Increased prevalence of hypertension and cardiovascular mortality have been reported in hypopituitary patients who had been appropriately replaced with conventional pituitary hormones except GH. Growth hormone replacement (GHR) results in improvement of surrogate markers of cardiovascular function. Data on effects of GHR on blood pressure (BP) in adult growth hormone deficiency (AGHD), however, remain contradictory. There are as yet no reports on BP circadian rhythms in untreated or treated AGHD. Therefore, in a 12-month follow-up study, we evaluated the effects of GHR on ambulatory blood pressure (ABP) in AGHD patients.


A prospective, open treatment design study to determine the effects of GHR on ABP and heart rate in AGHD patients. GH was commenced at a daily dose of 0.5 IU, and titrated up by increments of 0.25 IU at 4-weekly intervals to achieve and maintain IGF-I standard deviation score (IGF-I SD) between the median and upper end of the age-related reference range.


Twenty-two, post-pituitary surgery, severe AGHD patients (11 men), defined as peak GH response < 9 mU/l to provocative testing were recruited. The mean age +/- SEM was 48.8 +/- 2.5 years. Twenty-one patients required additional pituitary replacement hormones following pituitary surgery and were on optimal doses at recruitment.


Twenty-four-hour ABP and heart rate (HR), body mass index (BMI), waist hip ratio (WHR) and total body water (TBW) were measured before and after 12 months on GHR. Cosinor analysis was used to analyse BP and HR circadian rhythm parameter estimates.

> **DIRECTIONS**:
1 – In the growth hormone replacement study, what daily GH dose were patients started on?
2 – According to the growth hormone replacement study, why did the authors evaluate the effects of GHR on ambulatory blood pressure in AGHD patients? Answer in one to three sentences.
3 – Continue the abstract on growth hormone replacement and blood pressure from where it stops.

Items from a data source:

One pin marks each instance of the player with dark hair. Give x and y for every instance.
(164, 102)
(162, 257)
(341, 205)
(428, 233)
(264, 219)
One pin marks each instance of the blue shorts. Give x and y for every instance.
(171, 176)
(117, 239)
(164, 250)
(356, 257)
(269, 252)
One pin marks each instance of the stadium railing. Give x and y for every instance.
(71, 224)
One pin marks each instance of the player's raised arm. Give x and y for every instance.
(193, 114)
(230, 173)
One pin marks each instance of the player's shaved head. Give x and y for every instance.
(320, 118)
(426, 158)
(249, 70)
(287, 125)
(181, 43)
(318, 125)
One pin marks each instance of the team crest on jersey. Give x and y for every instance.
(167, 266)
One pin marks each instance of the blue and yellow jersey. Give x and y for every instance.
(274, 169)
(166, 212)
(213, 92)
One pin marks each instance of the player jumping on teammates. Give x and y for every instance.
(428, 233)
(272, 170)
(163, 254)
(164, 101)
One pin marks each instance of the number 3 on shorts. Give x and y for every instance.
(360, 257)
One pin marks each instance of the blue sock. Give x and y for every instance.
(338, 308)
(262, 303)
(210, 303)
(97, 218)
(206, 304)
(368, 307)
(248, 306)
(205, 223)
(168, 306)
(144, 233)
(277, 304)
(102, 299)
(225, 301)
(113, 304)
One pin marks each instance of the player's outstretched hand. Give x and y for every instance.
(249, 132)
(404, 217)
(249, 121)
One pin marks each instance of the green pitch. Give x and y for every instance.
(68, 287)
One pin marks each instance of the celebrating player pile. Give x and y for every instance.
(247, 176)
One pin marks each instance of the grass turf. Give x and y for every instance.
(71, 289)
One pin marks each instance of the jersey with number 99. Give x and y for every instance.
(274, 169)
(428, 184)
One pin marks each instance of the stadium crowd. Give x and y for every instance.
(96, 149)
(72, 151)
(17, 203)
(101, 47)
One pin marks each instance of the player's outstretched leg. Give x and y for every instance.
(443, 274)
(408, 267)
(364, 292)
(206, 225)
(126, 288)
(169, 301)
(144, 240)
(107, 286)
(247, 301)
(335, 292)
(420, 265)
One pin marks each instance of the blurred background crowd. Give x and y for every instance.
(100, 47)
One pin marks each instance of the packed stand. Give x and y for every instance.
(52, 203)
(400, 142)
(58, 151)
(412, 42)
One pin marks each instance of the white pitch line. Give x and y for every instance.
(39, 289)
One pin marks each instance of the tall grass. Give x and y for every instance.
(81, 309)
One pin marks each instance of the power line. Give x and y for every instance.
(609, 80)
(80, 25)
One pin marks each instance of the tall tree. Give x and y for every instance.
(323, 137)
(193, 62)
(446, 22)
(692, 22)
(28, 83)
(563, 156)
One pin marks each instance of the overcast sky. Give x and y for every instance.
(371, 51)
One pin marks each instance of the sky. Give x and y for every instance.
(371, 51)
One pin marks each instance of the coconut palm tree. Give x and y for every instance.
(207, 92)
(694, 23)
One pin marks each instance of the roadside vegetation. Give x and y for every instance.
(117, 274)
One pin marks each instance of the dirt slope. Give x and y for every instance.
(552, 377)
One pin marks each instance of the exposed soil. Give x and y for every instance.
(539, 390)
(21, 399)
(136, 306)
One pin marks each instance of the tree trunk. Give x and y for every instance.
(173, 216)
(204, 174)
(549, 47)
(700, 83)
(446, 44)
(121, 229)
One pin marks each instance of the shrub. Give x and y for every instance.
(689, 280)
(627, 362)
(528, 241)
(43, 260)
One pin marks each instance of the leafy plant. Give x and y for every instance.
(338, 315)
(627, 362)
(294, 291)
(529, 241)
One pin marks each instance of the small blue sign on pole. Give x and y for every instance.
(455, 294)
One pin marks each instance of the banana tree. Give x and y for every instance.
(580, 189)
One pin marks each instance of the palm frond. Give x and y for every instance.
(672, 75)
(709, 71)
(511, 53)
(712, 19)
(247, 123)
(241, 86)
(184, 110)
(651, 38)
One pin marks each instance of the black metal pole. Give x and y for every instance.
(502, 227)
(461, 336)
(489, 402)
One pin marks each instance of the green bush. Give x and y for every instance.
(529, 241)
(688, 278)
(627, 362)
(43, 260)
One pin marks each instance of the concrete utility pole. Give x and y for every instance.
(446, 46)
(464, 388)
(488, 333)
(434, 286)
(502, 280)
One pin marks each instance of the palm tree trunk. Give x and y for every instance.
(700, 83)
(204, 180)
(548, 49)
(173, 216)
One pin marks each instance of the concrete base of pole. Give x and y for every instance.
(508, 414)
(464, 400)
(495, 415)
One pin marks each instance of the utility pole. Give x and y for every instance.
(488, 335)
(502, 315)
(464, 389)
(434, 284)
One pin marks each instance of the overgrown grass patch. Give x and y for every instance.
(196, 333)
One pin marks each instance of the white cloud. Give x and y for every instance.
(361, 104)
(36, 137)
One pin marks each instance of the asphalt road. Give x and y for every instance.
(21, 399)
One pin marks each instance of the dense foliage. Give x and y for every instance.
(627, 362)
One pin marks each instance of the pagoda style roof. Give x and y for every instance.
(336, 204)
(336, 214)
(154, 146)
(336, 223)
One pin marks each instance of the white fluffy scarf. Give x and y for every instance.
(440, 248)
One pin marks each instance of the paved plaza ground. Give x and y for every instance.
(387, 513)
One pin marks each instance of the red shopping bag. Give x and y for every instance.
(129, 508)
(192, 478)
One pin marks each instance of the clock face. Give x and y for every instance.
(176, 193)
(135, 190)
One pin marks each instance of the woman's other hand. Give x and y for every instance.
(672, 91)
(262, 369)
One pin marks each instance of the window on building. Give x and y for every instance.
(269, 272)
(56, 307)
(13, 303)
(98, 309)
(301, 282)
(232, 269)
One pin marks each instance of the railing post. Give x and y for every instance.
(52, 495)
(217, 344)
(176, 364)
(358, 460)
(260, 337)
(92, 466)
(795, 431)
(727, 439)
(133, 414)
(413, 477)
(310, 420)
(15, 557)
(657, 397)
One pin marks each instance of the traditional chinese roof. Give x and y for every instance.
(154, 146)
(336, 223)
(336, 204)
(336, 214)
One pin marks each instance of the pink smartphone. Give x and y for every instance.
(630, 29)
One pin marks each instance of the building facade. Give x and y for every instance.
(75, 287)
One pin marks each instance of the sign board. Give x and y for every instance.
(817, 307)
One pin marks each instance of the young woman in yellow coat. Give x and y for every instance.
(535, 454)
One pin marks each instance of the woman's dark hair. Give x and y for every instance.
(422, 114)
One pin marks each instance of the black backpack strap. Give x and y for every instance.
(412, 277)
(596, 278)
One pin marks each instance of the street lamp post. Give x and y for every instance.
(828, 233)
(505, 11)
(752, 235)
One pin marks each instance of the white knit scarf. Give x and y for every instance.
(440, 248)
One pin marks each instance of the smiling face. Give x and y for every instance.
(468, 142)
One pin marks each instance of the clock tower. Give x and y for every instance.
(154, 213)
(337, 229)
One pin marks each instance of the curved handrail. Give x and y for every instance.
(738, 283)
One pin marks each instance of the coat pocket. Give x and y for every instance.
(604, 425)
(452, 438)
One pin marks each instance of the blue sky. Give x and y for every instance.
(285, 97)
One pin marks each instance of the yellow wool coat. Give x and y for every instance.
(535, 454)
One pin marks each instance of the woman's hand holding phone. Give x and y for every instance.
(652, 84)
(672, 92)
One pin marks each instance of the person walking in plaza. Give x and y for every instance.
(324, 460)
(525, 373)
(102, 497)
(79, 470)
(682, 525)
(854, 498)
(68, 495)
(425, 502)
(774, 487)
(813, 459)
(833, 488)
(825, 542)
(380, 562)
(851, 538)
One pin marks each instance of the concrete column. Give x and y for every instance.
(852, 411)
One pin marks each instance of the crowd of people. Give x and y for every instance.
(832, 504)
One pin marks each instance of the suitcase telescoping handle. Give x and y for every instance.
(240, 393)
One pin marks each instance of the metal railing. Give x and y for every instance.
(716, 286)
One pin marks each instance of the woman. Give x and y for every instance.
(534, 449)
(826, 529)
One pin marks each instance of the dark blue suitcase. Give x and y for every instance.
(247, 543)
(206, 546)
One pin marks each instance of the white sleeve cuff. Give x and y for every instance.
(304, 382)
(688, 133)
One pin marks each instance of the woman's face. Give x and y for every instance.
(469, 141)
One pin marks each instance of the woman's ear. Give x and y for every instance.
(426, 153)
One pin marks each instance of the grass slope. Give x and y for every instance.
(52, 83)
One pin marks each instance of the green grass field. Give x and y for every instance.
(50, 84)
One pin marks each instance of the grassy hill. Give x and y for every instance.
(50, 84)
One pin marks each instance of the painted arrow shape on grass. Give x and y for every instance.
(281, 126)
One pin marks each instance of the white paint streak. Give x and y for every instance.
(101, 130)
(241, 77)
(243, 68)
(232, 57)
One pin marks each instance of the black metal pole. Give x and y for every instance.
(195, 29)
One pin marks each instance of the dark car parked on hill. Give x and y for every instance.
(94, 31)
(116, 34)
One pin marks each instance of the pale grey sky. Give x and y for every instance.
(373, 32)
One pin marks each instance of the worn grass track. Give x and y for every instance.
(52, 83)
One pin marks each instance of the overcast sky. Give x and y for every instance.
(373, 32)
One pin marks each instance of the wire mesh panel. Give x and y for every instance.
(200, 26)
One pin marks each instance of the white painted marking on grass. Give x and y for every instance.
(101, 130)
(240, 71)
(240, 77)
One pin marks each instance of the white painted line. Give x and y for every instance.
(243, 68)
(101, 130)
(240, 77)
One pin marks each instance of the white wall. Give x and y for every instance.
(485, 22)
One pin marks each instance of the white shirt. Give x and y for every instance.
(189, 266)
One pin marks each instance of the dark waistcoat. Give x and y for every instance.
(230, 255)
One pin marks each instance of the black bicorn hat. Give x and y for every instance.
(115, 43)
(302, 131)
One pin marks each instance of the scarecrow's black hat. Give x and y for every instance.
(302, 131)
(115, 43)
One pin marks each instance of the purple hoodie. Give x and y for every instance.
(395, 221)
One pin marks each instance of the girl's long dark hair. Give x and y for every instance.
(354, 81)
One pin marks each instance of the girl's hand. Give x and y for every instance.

> **ANSWERS TO THE EXERCISES**:
1 – GH was started at a daily dose of 0.5 IU.

2 – Data on how GHR affects blood pressure in adult growth hormone deficiency remain contradictory. There were also no reports on blood pressure circadian rhythms in untreated or treated AGHD.

3 –
Target IGF-I SD was achieved within 3 months of commencement of GHR in all patients (-3.5 +/- 0.4 at baseline vs. 0.8 +/- 0.2 at 3 months, P < 0.001) and remained within range at 12 months (1.1 +/- 0.2, P < 0.001 compared to baseline). A significant increase in TBW (45.8 +/- 1.2 vs. 47.8 +/- 1.5 kg, P < 0.05) but no significant change in BMI (30.7 +/- 2.2 vs. 31.8 +/- 2.7, P = NS) or WHR (0.95 +/- 0.02 vs. 0.93 +/- 0.02, P = NS) was observed after 12 months on GHR. The 24-h mean systolic ABP (SBP; 126.2 +/- 2.8 vs. 120.1 +/- 2.7 mmHg, P < 0.001) and diastolic ABP (DBP; 78.2 +/- 1.6 vs. 71.4 +/- 1.8 mmHg, P < 0.001) significantly decreased following GHR with a parallel increase in 24-h mean HR (69.6 +/- 2.5 vs. 73.8 +/- 2.5 beats/min; P < 0.001). A significant nocturnal decrease in SBP and DBP was observed both before (SBP; daytime, 129.1 +/- 2.8 vs. night time, 115.9 +/- 3.0 mmHg, P < 0.001 and DBP; daytime, 80.7 +/- 1.6 vs. night time, 69.2 +/- 1.8 mmHg, P < 0.001) and following GHR (SBP; daytime, 122.8 +/- 2.6 vs. night time, 110.0 +/- 3.6 mmHg, P < 0.001 and DBP; daytime, 73.9 +/- 1.8 vs. night time, 62.0 +/- 2.3 mmHg, P < 0.001). Individual and population-mean cosinor analysis demonstrated significant circadian rhythms for SBP, DBP and HR before and after 12 months on GHR (P < 0.001), suggesting that SBP, DBP and HR circadian rhythms were not altered by GHR. There was, however, a significant reduction in SBP (124.2 +/- 2.8 vs. 118.4 +/- 2.8 mmHg, P < 0.001) and DBP (77.0 +/- 1.6 vs. 70.2 +/- 1.8 mmHg, P < 0.001) MESOR with an increase in HR MESOR (68.9 +/- 2.5 vs. 72.2 +/- 2.4 beats/min, P < 0.01) following GHR.


Systolic and diastolic BP and HR circadian rhythms are preserved in AGHD following 12 months of GHR. However, there is a significant decrease in 24-h mean SBP and DBP and increase in 24-h mean HR after 12 months on GHR. We postulate that this decrease in 24-h mean SBP and DBP may result in a reduction of cardiovascular morbidity and mortality and may explain the beneficial effects of GHR on cardiovascular system previously reported in AGHD patients.